[WORK TO BE COMPLETED] Return every line of the items below that contains the word "forearm".

[PROVIDED RECORDS]
━━━━━━━━

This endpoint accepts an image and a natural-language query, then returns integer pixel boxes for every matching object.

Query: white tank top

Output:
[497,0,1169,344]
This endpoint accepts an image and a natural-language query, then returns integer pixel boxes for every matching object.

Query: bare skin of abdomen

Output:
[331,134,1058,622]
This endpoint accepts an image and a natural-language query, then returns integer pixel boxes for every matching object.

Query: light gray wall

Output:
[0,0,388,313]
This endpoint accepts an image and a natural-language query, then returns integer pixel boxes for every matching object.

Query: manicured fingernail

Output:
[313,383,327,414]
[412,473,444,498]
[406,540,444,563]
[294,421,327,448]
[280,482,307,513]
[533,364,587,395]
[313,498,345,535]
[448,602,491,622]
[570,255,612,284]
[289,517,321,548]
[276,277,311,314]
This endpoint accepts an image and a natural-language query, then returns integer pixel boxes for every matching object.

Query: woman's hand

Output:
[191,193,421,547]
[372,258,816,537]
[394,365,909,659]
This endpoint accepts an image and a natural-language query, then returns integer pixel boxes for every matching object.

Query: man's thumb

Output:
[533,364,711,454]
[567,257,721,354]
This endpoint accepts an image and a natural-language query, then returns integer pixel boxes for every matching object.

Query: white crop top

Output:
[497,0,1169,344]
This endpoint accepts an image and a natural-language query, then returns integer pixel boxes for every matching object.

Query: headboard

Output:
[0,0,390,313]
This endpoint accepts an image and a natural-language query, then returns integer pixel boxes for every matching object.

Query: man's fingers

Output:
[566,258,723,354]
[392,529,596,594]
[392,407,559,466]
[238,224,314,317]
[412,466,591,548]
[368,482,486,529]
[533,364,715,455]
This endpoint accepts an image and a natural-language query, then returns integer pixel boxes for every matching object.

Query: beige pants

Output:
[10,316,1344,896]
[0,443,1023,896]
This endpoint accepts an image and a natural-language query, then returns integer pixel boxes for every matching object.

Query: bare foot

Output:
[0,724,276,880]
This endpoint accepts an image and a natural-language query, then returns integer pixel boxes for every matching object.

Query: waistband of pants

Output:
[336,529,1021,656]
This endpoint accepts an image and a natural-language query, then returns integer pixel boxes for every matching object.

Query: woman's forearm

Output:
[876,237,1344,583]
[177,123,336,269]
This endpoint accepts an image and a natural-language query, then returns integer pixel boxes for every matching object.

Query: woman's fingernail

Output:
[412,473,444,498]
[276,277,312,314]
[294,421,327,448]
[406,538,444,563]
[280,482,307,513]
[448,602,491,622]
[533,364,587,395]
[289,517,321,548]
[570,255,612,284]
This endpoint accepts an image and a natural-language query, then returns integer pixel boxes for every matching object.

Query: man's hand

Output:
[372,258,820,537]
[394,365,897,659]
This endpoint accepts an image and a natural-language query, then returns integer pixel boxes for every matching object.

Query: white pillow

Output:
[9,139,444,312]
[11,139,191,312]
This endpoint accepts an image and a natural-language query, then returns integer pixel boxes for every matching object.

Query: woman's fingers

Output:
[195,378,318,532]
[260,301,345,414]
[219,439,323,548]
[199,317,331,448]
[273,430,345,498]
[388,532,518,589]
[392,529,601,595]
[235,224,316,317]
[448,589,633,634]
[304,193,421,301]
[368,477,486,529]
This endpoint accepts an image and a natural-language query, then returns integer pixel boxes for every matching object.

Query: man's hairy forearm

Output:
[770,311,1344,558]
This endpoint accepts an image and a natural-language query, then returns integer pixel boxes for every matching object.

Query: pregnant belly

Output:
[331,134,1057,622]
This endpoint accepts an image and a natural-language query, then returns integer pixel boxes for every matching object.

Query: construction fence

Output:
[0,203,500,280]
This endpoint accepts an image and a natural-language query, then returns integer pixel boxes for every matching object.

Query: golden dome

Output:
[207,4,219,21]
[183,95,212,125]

━━━━━━━━

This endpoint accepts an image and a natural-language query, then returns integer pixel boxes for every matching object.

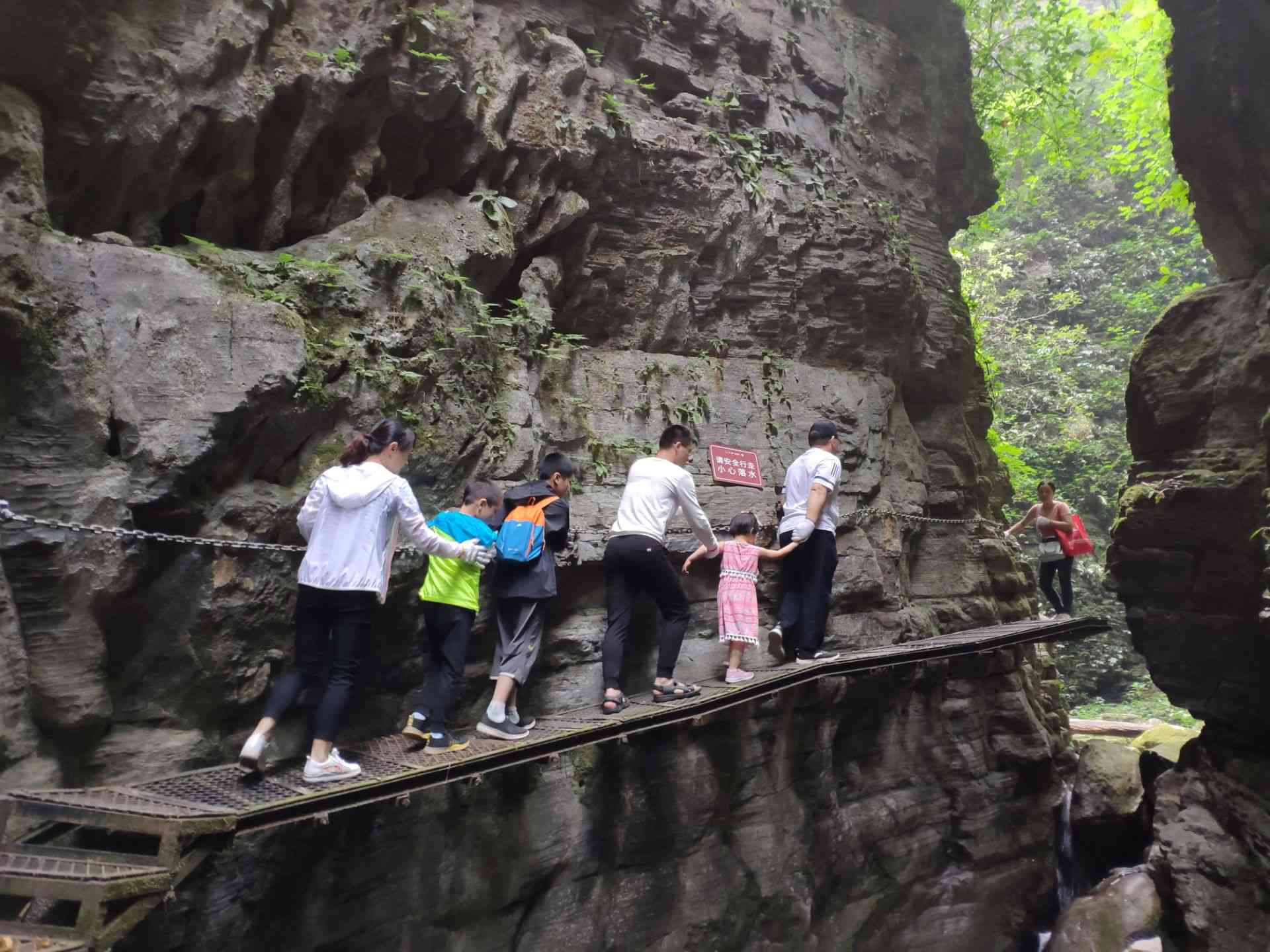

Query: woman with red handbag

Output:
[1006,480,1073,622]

━━━━━━━━

[RESULT OF THE TASK]
Query: woman's forearm
Query: man's hairy forearm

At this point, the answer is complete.